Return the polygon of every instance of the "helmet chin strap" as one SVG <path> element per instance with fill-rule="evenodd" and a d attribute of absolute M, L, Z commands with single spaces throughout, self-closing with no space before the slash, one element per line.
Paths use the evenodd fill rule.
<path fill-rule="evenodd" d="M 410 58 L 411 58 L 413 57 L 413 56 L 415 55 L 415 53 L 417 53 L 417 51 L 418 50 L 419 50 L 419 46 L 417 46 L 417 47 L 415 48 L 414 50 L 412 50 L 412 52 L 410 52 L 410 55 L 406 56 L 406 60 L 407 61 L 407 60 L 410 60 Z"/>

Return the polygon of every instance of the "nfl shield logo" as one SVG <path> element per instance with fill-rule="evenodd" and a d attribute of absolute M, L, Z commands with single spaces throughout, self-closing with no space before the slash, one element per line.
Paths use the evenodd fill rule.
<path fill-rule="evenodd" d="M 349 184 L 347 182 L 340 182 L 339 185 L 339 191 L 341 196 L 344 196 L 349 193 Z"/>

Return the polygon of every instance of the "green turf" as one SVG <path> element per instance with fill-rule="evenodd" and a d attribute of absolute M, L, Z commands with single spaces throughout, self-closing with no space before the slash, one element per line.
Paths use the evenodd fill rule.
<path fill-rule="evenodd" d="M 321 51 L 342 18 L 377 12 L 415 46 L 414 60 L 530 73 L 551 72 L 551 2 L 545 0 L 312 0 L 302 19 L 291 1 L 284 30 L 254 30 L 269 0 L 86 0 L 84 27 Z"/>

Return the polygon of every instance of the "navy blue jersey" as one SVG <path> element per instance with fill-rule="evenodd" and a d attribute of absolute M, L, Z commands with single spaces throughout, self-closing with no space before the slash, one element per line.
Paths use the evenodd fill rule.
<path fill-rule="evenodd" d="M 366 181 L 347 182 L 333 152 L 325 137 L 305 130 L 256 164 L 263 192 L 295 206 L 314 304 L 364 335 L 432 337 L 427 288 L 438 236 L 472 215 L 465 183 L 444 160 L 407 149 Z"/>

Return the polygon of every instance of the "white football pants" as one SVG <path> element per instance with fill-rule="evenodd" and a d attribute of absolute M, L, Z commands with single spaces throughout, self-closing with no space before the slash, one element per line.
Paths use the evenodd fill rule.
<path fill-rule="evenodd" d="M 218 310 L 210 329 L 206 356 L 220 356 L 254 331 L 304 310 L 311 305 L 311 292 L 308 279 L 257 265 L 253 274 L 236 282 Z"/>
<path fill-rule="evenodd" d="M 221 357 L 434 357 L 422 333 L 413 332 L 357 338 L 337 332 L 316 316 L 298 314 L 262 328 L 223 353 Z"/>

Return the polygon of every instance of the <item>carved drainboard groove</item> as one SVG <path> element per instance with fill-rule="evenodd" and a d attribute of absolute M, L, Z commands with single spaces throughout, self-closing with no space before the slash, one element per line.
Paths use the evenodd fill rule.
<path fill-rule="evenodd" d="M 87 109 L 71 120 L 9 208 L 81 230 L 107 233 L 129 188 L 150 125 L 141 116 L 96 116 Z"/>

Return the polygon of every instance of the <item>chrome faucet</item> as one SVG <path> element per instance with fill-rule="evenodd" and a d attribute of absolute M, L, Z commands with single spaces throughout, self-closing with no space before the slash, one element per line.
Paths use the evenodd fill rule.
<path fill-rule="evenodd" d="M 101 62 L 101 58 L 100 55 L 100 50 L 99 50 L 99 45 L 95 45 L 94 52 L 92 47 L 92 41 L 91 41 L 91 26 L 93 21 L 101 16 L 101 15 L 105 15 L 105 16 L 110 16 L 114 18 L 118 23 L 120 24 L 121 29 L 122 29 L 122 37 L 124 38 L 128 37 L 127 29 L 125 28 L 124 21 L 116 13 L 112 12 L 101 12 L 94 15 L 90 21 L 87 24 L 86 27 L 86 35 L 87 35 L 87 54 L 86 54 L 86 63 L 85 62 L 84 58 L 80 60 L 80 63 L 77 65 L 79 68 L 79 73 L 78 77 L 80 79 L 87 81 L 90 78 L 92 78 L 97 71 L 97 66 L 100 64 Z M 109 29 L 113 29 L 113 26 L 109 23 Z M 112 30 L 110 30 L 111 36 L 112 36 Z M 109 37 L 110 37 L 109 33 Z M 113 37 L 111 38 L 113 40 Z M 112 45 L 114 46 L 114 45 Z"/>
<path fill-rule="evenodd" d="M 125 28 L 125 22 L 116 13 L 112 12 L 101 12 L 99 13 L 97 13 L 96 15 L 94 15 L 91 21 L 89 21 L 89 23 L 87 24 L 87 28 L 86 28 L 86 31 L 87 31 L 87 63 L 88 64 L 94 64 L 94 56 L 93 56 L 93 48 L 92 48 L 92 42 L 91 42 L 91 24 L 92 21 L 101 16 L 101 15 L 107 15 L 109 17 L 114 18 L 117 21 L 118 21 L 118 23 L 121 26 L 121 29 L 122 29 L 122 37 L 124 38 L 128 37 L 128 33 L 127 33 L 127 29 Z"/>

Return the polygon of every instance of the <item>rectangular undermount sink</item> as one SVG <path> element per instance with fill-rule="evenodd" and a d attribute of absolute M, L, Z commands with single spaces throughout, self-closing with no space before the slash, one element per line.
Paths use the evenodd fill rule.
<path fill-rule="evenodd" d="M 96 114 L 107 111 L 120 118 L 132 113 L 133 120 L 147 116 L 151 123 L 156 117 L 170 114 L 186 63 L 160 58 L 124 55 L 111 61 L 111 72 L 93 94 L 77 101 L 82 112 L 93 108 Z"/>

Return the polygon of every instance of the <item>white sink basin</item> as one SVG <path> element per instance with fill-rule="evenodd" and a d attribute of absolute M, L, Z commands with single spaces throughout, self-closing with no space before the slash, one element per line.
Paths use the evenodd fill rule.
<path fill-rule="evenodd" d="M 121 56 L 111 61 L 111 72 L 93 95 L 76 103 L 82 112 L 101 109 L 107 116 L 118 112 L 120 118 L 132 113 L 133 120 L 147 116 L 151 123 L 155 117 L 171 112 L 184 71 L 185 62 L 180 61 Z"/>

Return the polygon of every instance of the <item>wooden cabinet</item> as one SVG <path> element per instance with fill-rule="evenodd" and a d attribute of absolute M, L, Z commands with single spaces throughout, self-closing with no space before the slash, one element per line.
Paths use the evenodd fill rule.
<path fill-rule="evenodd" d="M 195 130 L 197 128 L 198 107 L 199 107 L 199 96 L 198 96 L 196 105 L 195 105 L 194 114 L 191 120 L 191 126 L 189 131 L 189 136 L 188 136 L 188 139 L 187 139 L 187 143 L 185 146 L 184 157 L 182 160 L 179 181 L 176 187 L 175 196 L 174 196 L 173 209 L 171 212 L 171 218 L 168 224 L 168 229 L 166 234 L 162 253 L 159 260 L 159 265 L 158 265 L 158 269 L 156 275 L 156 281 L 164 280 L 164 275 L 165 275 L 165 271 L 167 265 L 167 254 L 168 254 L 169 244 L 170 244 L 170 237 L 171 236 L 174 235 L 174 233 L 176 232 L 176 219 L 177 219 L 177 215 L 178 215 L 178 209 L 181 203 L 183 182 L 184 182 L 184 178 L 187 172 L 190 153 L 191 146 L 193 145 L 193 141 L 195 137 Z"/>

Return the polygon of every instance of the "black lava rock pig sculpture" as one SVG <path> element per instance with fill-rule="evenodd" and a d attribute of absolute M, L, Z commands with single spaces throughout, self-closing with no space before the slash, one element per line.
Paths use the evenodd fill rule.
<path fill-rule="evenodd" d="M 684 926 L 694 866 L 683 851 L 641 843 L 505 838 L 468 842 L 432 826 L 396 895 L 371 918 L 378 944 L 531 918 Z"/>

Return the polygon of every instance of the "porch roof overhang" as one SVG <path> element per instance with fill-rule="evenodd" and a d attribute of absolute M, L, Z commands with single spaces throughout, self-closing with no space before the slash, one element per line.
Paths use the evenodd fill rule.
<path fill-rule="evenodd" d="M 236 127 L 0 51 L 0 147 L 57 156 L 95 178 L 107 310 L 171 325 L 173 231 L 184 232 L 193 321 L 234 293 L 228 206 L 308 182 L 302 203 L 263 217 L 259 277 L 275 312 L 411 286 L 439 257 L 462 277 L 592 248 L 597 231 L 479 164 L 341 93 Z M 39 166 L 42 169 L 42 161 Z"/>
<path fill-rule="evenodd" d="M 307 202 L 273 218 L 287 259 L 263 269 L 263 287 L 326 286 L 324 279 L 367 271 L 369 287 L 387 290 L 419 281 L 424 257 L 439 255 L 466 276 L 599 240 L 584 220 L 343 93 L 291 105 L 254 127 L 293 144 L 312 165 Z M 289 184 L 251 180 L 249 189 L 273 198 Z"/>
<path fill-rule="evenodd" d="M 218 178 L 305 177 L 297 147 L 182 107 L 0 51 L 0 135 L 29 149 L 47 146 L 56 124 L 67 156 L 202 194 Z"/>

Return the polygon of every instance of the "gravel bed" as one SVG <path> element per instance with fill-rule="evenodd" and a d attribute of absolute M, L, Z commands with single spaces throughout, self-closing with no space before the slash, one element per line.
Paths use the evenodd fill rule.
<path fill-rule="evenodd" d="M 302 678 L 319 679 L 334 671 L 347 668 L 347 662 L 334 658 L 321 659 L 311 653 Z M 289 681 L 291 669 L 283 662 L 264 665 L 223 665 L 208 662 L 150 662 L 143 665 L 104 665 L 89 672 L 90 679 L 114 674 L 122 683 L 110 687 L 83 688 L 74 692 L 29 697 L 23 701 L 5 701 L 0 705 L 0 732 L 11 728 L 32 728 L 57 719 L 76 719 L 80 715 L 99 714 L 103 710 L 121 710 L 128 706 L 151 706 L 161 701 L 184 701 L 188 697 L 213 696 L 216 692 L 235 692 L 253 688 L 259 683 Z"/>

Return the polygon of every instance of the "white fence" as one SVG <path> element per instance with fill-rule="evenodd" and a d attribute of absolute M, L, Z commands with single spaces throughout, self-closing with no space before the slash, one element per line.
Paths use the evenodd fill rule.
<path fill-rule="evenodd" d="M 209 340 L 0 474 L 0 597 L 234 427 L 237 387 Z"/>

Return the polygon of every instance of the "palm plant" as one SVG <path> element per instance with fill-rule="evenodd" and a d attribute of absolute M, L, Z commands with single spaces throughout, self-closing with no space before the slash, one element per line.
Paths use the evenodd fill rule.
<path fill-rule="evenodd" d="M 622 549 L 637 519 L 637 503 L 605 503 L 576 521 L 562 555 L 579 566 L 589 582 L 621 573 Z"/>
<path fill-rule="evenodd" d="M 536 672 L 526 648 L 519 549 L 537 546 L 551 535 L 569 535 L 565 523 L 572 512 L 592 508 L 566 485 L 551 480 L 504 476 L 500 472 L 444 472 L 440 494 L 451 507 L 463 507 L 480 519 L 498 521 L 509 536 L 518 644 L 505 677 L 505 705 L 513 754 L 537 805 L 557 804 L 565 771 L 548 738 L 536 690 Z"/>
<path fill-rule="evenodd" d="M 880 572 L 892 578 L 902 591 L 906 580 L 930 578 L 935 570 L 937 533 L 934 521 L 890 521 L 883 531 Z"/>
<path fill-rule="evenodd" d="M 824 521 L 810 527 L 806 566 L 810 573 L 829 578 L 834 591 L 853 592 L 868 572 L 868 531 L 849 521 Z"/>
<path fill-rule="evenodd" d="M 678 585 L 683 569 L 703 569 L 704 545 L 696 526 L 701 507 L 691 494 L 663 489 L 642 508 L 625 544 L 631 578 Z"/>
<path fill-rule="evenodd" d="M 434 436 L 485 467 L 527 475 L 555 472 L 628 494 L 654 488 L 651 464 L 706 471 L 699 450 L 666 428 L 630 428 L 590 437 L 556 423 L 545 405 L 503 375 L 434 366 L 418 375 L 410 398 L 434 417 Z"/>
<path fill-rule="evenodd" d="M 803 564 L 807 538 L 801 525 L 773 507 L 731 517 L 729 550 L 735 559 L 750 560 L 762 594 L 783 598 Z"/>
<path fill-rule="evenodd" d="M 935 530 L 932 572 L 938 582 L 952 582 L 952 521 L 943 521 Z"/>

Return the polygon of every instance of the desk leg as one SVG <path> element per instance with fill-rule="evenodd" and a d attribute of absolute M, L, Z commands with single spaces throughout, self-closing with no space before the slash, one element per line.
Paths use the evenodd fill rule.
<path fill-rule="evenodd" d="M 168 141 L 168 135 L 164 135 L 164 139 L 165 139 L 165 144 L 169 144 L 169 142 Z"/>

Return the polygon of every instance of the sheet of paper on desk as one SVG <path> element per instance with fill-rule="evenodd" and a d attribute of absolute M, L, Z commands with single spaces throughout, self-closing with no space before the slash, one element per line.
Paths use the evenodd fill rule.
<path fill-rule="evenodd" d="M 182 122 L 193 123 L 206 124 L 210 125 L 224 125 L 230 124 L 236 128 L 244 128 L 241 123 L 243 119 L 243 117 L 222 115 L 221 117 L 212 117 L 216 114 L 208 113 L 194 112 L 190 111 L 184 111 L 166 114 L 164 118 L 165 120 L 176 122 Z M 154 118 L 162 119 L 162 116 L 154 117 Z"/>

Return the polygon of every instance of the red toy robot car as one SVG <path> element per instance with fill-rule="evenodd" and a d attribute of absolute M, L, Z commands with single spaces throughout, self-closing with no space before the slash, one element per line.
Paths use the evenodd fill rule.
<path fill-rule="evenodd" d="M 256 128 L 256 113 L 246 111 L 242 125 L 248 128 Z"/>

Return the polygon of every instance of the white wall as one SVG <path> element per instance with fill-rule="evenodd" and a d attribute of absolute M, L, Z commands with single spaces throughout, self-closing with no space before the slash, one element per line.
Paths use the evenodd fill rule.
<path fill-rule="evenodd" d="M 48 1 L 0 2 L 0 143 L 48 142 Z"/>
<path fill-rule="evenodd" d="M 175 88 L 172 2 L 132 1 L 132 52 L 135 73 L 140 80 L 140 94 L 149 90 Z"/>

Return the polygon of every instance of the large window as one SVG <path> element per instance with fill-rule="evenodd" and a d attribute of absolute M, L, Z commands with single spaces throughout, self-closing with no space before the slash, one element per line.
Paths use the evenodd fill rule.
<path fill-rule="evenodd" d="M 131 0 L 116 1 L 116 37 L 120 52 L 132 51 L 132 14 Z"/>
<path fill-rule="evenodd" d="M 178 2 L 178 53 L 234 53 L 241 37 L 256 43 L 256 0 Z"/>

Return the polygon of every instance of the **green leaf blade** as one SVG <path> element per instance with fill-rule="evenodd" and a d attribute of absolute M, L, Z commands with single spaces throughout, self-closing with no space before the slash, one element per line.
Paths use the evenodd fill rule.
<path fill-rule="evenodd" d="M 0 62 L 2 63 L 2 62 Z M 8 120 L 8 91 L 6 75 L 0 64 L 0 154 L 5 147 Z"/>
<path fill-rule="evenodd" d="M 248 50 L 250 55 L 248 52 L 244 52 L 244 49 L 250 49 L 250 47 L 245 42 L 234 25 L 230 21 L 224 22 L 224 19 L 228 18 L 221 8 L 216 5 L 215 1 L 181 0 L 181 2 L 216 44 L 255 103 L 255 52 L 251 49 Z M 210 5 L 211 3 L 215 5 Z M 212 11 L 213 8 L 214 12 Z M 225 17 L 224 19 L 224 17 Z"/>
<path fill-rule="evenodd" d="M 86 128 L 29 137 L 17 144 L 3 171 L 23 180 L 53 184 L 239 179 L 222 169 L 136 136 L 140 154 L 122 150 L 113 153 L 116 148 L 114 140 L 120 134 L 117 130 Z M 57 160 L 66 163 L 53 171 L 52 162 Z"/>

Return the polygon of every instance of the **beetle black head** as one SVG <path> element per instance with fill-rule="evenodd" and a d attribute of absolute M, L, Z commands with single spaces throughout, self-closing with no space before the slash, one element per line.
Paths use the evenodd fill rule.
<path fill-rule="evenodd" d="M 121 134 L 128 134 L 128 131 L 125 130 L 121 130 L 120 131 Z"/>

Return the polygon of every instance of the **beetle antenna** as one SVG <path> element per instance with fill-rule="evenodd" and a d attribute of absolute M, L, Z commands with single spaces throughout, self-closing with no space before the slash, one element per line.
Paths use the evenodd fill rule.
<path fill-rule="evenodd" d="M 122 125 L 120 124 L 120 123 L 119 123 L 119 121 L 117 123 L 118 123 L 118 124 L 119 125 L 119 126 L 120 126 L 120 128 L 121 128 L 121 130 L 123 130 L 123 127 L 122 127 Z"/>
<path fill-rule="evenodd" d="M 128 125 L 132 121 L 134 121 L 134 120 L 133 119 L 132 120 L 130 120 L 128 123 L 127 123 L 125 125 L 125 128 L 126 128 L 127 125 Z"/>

→ **SET TASK**: Reproduce verbatim the rows between the line holding "Return the polygon of every instance of the <item>rectangular" and the line holding "96 114 L 107", inclusive.

→ **ANSWER TO THE PROBLEM**:
Return the polygon of every instance of the <item>rectangular undermount sink</item> as one SVG <path> element per instance with fill-rule="evenodd" and a d attribute of absolute M, L, Z commands with single spaces throughout, self-closing with no space before the slash, one element per line.
Paths use the evenodd fill rule.
<path fill-rule="evenodd" d="M 96 114 L 107 111 L 120 118 L 132 113 L 133 120 L 147 116 L 151 123 L 156 117 L 170 114 L 186 63 L 160 58 L 124 55 L 111 61 L 111 72 L 93 94 L 77 101 L 82 112 L 93 108 Z"/>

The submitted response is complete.